# STATED TASK 1
Revise the listing lines starting with the line with "of the straw" and going on through the line with "[[201, 351], [254, 476]]", putting "sun hat" in place of "straw hat" and leaving everything else unchanged. Give back only those lines.

# READING PASSAGE

June 19th. It is probable the landlord of the Gayoso House was a strong Secessionist, and resolved, therefore, to make the most out of a neutral customer like myself—certainly Herodotus would have been astonished if he were called upon to pay the little bill which was presented to me in the modern Memphis; and had the old Egyptian hostelries been conducted on the same principles as those of the Tennessean Memphis, the “Father of History ” would have had to sell off a good many editions in order to pay his way. I had to rise at three o’clock A.m., to reach the train, which started before five. The omnibus which took us to the station was literally nave deep in the dust; and of all the bad roads and dusty streets I have yet seen in the New World, where both prevail, North and South, those of Memphis are the worst. Indeed, as the citizen, of Hibernian birth, who presided over the luggage of the passengers on the roof, declared, “The streets are paved with waves of mud, only the mud is all dust when it’s fine weather.”

By the time I had arrived at the station my clothes were covered with a fine alluvial deposit in a state of powder; the platform was crowded with volunteers moving off for the wars, and I was obliged to take my place in a carriage full of Confederate officers and soldiers who had a large supply of whisky, which at that early hour they were consuming as a prophylactic against the influence of the morning dews, which hereabouts are of such a deadly character that, to be quite safe from their influence, it appears to be necessary, judging from the examples of my companions, to get as nearly drunk as possible. Whisky, by-the-by, is also a sovereign specific against the bites of rattlesnakes. All the dews of the Mississippi and the rattlesnakes of the prairie might have spent their force or venom in vain on my companions before we had got as far as Union City.

I was evidently regarded with considerable suspicion by my fellow passengers, when they heard I was going to Cairo, until the conductor obligingly informed them who I was, whereupon I was much entreated to fortify myself against the dews and rattlesnakes, and received many offers of service and kindness.

# STATED TASK 2
Reproduce the passage of the Memphis travel account starting with "By the time" and going on through "as Union City.", without any change.

# ROWS
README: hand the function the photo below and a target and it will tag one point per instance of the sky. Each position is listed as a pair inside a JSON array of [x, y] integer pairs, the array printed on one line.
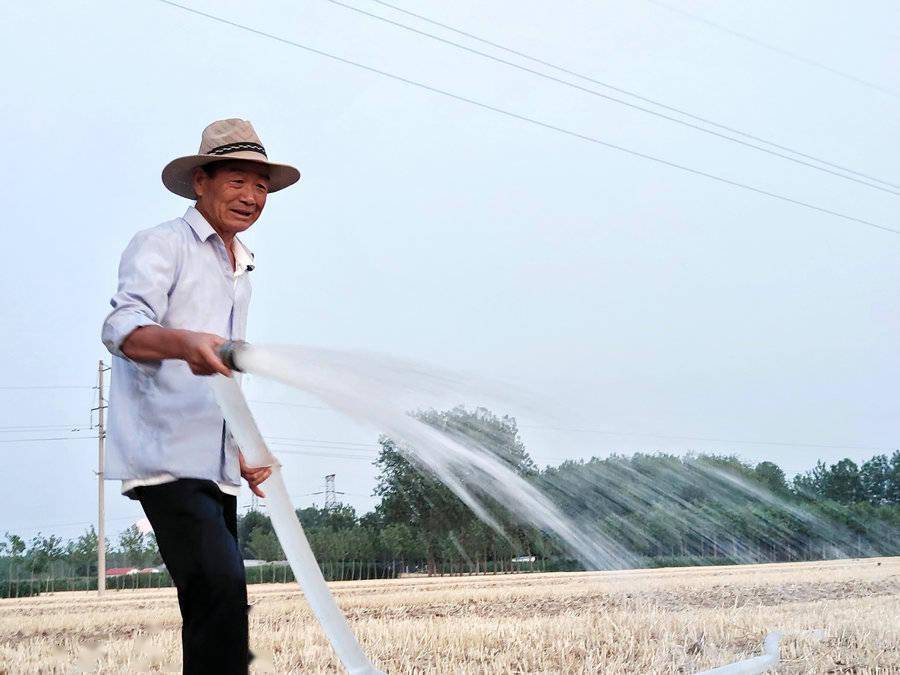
[[641, 307]]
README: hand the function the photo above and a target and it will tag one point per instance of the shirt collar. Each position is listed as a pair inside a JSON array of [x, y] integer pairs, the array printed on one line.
[[243, 256]]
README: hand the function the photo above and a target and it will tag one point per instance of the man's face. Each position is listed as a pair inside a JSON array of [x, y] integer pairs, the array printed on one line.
[[233, 198]]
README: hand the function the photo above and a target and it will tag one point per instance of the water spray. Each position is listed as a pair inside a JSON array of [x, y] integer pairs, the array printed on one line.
[[284, 520]]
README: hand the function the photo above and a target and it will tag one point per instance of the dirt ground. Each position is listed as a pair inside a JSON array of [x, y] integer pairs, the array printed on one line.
[[837, 616]]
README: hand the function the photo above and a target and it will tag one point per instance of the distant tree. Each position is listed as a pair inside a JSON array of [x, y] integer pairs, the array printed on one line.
[[15, 545], [812, 484], [131, 546], [843, 483], [771, 475], [248, 522], [44, 551], [875, 477], [263, 544], [892, 495]]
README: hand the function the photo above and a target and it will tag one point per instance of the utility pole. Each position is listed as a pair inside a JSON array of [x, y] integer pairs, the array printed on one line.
[[101, 515], [330, 497], [330, 493]]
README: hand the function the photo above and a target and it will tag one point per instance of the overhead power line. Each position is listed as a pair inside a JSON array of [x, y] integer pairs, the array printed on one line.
[[645, 99], [613, 99], [43, 386], [539, 123], [774, 48], [37, 440]]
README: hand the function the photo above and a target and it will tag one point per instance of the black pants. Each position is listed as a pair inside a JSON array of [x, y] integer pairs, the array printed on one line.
[[196, 529]]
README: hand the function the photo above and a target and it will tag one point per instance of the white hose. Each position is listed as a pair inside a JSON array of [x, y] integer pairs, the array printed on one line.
[[288, 529], [756, 665]]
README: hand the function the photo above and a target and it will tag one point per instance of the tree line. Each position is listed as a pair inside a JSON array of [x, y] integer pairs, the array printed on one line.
[[662, 508]]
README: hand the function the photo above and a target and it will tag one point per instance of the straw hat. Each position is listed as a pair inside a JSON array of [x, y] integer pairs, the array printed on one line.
[[226, 139]]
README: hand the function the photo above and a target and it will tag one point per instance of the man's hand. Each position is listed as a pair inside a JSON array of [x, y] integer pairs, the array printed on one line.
[[201, 351], [254, 476]]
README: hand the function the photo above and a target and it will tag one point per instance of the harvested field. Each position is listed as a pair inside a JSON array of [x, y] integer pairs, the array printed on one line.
[[669, 620]]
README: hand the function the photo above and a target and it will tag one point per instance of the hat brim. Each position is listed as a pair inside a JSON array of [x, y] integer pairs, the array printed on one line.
[[178, 174]]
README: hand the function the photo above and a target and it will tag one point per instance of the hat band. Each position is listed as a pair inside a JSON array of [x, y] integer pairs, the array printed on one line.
[[238, 147]]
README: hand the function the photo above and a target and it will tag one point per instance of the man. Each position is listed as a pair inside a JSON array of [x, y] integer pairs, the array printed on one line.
[[183, 291]]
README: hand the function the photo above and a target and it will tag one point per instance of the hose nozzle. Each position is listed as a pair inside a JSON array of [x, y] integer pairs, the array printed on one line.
[[229, 351]]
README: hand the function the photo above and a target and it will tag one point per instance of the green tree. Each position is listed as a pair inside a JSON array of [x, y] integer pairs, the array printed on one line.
[[843, 483], [772, 476], [264, 545], [252, 520], [131, 546]]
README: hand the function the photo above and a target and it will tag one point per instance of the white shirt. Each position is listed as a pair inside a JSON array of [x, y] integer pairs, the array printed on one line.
[[243, 264]]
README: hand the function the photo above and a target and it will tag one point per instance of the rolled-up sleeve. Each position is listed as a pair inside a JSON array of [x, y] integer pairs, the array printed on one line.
[[146, 276]]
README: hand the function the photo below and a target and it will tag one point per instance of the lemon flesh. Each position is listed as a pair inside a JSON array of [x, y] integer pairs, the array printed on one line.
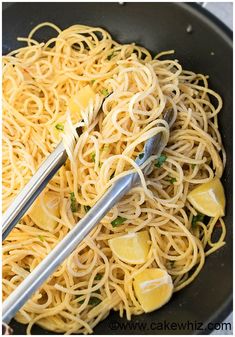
[[40, 217], [209, 198], [79, 102], [153, 288], [132, 248]]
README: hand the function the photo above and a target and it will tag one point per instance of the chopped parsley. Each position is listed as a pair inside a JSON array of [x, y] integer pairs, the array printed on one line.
[[196, 218], [172, 180], [118, 221], [94, 301], [41, 237], [73, 202], [93, 156], [171, 264], [105, 92], [87, 208], [160, 160], [59, 127], [98, 277]]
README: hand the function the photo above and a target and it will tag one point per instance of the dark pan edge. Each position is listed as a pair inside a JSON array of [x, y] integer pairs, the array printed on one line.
[[226, 34]]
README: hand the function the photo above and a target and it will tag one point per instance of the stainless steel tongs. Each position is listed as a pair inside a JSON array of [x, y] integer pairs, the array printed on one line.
[[153, 146]]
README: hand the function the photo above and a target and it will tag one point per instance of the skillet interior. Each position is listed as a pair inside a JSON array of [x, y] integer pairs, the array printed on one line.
[[158, 26]]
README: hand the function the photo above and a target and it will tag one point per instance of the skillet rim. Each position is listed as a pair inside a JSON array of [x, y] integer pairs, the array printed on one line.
[[227, 35]]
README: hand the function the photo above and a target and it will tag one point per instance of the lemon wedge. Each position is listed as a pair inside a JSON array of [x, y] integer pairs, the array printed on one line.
[[80, 102], [40, 217], [209, 198], [132, 248], [153, 288]]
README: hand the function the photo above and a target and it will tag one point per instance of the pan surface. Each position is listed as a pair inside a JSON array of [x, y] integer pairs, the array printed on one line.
[[207, 49]]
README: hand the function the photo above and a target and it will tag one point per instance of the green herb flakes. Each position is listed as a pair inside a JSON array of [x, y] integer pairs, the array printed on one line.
[[98, 277], [73, 202], [41, 237], [93, 156], [59, 127], [94, 301], [118, 221], [160, 160], [105, 92]]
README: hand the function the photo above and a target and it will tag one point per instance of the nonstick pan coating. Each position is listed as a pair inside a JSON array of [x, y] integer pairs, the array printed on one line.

# WORKED ANSWER 1
README: hand the function the photo above and a target and it will tag one point per instance of the sun hat. Each position is listed as a pair inside a JSON array of [x, y] integer pairs, the array printed on one line.
[[226, 139]]
README: hand the function the photo above and a target and it will tag one point per instance of the man's hand. Each position is listed as a pair inside a JSON array of [x, y] integer pairs, the array printed on one line.
[[201, 351], [254, 476]]

# WORKED ANSWER 2
By the time I had arrived at the station my clothes were covered with a fine alluvial deposit in a state of powder; the platform was crowded with volunteers moving off for the wars, and I was obliged to take my place in a carriage full of Confederate officers and soldiers who had a large supply of whisky, which at that early hour they were consuming as a prophylactic against the influence of the morning dews, which hereabouts are of such a deadly character that, to be quite safe from their influence, it appears to be necessary, judging from the examples of my companions, to get as nearly drunk as possible. Whisky, by-the-by, is also a sovereign specific against the bites of rattlesnakes. All the dews of the Mississippi and the rattlesnakes of the prairie might have spent their force or venom in vain on my companions before we had got as far as Union City.